Show each line of the material below that contains the word "river".

◆ Working data
==========

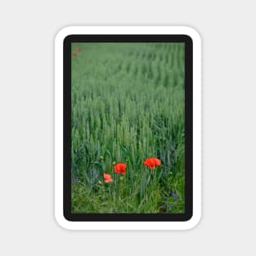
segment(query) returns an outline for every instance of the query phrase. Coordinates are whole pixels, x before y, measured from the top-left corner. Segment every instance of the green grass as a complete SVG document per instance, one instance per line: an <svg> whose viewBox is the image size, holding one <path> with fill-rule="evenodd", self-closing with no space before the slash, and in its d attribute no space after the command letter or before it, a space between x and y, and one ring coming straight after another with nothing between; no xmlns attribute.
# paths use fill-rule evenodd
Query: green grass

==========

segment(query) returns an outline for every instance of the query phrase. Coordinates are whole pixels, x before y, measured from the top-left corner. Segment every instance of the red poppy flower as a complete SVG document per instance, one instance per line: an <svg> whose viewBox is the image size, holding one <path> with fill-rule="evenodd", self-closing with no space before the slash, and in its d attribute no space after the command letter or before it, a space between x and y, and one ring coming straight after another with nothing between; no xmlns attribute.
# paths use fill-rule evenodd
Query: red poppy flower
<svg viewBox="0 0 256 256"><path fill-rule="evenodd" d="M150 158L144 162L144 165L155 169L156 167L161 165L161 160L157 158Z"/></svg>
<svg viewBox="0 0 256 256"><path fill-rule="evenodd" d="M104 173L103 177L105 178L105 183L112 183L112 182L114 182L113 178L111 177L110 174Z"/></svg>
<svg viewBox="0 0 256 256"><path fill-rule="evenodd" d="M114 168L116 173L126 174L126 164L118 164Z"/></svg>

==========

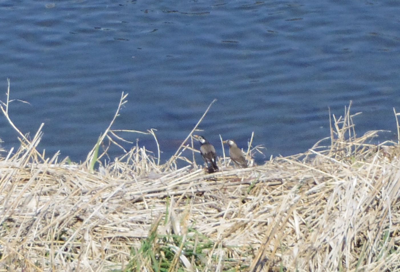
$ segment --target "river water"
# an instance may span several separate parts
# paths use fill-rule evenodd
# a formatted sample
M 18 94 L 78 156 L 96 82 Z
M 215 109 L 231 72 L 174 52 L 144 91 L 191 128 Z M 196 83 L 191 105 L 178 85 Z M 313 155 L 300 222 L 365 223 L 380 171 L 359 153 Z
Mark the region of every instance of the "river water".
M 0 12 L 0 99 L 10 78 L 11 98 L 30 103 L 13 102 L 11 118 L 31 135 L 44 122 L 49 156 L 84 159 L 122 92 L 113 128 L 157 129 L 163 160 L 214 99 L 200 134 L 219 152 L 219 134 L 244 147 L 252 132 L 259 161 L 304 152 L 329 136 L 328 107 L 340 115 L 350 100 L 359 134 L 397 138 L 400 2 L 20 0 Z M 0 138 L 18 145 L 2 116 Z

==========

◆ Result for this exercise
$ segment --target "river water"
Mark the region of every instance of the "river water".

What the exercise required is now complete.